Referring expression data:
^^^^^^^^

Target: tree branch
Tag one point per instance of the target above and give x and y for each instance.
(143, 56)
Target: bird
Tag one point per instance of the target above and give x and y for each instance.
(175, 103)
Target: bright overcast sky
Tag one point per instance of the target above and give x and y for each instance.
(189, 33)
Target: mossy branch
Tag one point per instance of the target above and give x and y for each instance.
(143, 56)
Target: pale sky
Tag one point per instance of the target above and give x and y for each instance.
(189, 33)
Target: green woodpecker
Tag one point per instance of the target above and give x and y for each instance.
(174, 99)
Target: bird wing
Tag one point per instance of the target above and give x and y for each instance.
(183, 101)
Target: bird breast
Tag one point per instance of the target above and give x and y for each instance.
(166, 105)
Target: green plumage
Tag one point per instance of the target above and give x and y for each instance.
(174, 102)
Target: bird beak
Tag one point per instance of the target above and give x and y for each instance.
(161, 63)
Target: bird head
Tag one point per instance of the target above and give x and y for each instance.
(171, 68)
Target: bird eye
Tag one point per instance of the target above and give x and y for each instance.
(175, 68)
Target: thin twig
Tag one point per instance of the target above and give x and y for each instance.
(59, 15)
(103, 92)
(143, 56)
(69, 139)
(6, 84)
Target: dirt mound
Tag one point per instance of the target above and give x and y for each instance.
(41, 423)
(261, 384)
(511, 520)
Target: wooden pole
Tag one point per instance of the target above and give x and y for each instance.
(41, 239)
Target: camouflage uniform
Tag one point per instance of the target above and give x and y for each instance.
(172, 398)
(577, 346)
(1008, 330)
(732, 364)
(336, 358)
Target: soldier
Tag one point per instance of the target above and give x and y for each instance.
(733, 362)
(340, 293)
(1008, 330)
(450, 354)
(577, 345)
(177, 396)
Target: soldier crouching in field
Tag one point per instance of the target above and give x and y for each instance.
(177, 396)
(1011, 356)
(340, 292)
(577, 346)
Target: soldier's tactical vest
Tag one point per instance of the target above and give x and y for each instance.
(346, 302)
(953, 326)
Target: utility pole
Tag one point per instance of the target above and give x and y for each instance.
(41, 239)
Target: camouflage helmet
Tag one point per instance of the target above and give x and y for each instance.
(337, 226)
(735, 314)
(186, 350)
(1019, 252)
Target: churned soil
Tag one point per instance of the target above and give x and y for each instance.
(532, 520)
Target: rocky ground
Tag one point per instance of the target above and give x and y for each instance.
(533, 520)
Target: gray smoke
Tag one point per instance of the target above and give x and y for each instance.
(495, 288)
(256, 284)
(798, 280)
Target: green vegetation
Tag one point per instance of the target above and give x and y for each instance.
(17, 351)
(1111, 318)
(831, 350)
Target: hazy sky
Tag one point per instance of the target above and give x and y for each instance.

^^^^^^^^

> _WHAT NEEDS TO BE DONE_
Return one number, the count of lines in the records holding the word "soldier".

> _RESPONSE BOX_
3